- [Brief]
Write all of the entries again. Keep them exactly as they are.
-------------------------
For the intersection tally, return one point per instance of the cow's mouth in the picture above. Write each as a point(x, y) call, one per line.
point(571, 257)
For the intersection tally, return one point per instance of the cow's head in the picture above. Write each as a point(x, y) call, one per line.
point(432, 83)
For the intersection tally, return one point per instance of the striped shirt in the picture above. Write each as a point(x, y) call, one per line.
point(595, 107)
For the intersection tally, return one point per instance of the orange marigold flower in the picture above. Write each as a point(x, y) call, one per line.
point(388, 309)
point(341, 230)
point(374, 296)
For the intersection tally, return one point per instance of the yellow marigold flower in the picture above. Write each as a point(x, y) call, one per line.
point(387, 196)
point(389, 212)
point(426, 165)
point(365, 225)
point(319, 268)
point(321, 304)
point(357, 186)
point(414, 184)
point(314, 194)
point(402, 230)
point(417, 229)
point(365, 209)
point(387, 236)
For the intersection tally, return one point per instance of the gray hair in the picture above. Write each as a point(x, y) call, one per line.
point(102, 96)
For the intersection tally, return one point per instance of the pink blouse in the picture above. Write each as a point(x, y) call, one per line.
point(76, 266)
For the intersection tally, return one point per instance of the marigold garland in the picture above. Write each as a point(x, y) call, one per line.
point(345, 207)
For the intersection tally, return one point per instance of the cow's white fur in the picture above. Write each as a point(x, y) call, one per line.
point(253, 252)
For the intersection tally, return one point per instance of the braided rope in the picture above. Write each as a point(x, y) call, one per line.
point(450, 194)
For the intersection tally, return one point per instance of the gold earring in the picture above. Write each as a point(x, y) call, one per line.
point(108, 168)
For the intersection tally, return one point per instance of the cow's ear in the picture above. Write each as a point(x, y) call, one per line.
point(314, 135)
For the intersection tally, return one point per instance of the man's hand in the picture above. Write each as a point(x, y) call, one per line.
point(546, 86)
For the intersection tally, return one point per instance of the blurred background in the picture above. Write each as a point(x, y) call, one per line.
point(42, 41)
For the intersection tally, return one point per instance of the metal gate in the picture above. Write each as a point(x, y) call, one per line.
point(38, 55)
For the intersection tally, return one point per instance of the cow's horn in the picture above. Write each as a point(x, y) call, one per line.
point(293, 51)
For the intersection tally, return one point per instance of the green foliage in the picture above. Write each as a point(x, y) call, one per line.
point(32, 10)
-------------------------
- [Reply]
For the intersection tally, return one point per instance of the cow's mouth in the picture above. Write each as a point(x, y) call, one per line.
point(571, 257)
For the intersection tally, return one point per instance of the cow's head in the picture above. Write each as a point(x, y) call, one per line.
point(432, 83)
For the intersection tally, return one point per instance of the striped shirt in the picture above. Write each as a point(x, y) call, one per line.
point(595, 107)
For the intersection tally, return one point per instance of the orange marigold flower in the picture above. Write each as a point(x, y) call, one per line.
point(388, 309)
point(341, 230)
point(374, 296)
For the intersection tally, return one point per instance of the yellow marigold flower in the picture above. Write each as a point(x, y) call, one per line.
point(387, 196)
point(389, 212)
point(426, 165)
point(365, 225)
point(319, 268)
point(321, 304)
point(357, 186)
point(414, 184)
point(314, 194)
point(402, 230)
point(417, 229)
point(365, 209)
point(387, 236)
For the intersection tally, return one point per instance of the gray hair in the picture above. Write each as a point(x, y) call, one per line.
point(102, 96)
For the intersection tally, return one point per instance of the pink blouse in the picture above. Write each as a point(x, y) call, one per line.
point(76, 266)
For the intersection tally, return one point per instance of the marigold garland in the picture above. Write each as a point(x, y) call, one per line.
point(345, 207)
For the intersection tally, return one point per instance of the cow's white fur in the picture above. Write each as a point(x, y) call, one per line.
point(253, 252)
For the intersection tally, return one point per instance of the braided rope in the picture above. Write each as a point(x, y) call, one per line.
point(450, 194)
For the intersection tally, return one point per instance of the gold earring in the picture above. Write each as a point(x, y) call, one per line.
point(108, 168)
For the intersection tally, return one point per instance of the cow's ear in the picture above. Write each as a point(x, y) call, one per line.
point(314, 135)
For the intersection tally, return one point per instance of the man's hand in the picture above. Write each as a point(x, y) call, one per line.
point(546, 86)
For the intersection tally, return one point per instance of the blurred background in the picture above. Write each as a point(x, y) call, one per line.
point(42, 41)
For the intersection tally, return one point per instance of the metal gate in the picture above. Write each as a point(x, y) call, one per line.
point(38, 55)
For the intersection tally, return one point per instance of the cow's horn in the picture above. Write each as a point(x, y) call, one per line.
point(293, 51)
For the intersection tally, return one point per instance of the green foliage in the picture above. Write each as a point(x, y) call, one per line.
point(32, 10)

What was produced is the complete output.